• _PROBLEM REQUIREMENTS_
Rewrite every line from the line with "What element in the above image is the wooden" up to and including the line with "[440, 96, 683, 556]", and raise each coordinate by 115 in the lines that hold only a bounding box. Copy all other lines unchanged, including the sample box in the format note.

[Bounding-box records]
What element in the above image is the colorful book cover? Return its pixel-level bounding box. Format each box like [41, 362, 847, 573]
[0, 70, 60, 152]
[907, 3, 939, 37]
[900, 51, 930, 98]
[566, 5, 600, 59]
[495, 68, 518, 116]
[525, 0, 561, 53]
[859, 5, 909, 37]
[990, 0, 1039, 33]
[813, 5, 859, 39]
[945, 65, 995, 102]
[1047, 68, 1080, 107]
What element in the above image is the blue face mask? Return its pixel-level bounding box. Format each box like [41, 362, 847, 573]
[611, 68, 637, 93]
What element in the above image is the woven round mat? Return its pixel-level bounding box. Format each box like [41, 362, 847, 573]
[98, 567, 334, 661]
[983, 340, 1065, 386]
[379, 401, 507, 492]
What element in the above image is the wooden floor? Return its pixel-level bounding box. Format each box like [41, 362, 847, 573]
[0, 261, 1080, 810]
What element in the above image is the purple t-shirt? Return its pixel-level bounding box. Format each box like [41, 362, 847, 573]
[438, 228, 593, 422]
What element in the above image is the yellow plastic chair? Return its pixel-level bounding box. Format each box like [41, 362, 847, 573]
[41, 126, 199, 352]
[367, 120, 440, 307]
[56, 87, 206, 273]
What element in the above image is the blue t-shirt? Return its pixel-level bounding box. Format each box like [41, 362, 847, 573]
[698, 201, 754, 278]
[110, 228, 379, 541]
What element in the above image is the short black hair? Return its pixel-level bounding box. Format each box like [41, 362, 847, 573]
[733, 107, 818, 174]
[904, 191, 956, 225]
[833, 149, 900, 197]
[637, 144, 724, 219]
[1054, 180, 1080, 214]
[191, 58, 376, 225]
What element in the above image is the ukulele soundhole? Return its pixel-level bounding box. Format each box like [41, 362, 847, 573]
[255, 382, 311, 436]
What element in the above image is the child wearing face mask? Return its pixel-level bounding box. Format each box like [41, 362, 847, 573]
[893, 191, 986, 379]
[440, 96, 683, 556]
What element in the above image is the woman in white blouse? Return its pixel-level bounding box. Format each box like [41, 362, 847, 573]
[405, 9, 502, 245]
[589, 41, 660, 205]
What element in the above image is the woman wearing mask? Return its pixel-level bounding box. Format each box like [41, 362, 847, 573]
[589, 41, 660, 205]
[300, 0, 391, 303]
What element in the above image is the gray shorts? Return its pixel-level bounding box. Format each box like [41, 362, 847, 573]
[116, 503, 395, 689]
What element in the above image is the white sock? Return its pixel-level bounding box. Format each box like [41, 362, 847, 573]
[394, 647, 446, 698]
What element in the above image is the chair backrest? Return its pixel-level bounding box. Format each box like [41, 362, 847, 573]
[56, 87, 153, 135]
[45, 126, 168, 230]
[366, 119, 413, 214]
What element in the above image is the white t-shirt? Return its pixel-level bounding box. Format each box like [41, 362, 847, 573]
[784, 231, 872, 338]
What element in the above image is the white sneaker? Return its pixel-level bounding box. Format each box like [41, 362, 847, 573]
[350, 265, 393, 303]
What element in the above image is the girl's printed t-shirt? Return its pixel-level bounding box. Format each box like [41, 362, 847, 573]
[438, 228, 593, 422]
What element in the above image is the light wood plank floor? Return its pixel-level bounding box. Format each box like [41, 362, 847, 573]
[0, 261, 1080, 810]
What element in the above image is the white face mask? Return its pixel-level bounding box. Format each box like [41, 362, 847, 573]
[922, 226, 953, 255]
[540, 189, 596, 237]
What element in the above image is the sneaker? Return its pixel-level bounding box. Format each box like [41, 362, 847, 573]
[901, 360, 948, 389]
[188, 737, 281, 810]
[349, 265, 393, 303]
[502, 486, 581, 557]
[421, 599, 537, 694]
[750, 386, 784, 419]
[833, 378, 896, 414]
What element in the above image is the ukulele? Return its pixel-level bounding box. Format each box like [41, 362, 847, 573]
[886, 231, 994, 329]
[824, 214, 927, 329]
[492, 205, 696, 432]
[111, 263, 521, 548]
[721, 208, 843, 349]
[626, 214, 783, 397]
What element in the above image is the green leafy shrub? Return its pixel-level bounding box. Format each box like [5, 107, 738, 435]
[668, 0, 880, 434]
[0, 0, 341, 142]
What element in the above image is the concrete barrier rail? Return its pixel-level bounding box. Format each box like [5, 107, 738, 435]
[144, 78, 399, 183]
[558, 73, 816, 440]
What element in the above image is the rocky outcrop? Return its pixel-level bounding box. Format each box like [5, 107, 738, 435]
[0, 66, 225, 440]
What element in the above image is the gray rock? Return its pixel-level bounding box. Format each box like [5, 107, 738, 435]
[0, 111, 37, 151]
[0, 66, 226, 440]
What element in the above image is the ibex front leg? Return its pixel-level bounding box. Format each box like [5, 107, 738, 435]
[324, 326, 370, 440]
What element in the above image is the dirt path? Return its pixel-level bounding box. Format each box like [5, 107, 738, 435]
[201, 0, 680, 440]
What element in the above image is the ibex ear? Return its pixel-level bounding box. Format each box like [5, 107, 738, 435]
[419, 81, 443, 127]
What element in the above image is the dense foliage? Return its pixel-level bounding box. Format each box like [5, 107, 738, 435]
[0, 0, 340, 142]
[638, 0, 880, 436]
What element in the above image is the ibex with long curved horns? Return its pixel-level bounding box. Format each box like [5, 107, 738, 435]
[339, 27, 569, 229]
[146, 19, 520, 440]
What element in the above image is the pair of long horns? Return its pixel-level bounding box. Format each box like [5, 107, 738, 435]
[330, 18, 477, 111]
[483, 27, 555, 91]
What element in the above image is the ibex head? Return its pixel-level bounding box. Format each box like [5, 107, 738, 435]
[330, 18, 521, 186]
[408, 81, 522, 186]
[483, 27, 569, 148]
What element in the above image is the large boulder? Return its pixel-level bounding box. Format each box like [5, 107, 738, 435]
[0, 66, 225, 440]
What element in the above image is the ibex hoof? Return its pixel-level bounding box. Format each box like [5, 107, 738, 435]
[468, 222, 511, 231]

• _REPLY TO THE TASK_
What element in the above image is the wooden floor? Return its pixel-level bounding box. Format each box like [41, 362, 847, 573]
[115, 376, 1195, 925]
What element in the above image is the purple t-shirt? Return its pixel-level bounding box. Format each box like [41, 362, 847, 573]
[553, 343, 708, 537]
What element in the above image is the yellow plastic chair? Return its pixel-level bounding box. Format each box like [41, 362, 847, 573]
[156, 241, 314, 467]
[482, 235, 555, 422]
[171, 202, 321, 388]
What element in the above image is the blue t-shirt? Return its pixel-level bounding box. Format each box like [41, 362, 847, 573]
[813, 316, 869, 393]
[225, 343, 494, 656]
What element in the above image is the short black hair? Return its pixel-level bounding box. Format each box like [41, 362, 847, 573]
[848, 222, 933, 289]
[1019, 306, 1071, 340]
[948, 264, 1015, 312]
[752, 259, 839, 334]
[1169, 295, 1195, 329]
[306, 173, 491, 340]
What element in the above image is the ukulele soundhole? Return its pixel-level bounding box. Format each box like [41, 362, 847, 573]
[370, 497, 426, 551]
What element in the above image is the child wearing face mask? Return its pixel-level bounding box. Format each box like [41, 362, 847, 573]
[1008, 306, 1101, 494]
[555, 211, 798, 671]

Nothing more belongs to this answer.